■ DATA FOR PROCESSING
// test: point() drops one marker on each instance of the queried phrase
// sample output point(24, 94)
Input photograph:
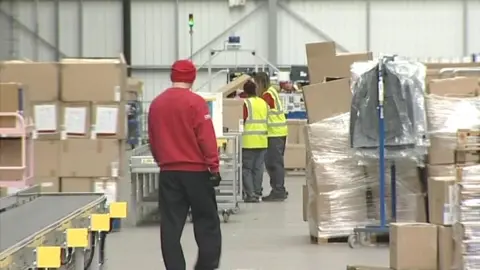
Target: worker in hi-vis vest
point(277, 138)
point(254, 143)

■ REQUIRED TASK
Rewrite the data above, changing "Target" to "Query" and keeping everything else the same. Leave the pictures out.

■ THE COMPLETED TASK
// test: point() drops one marker on each instance of the queried phrase
// sample output point(24, 94)
Input photograph:
Query: worker in hi-vis vest
point(277, 138)
point(254, 143)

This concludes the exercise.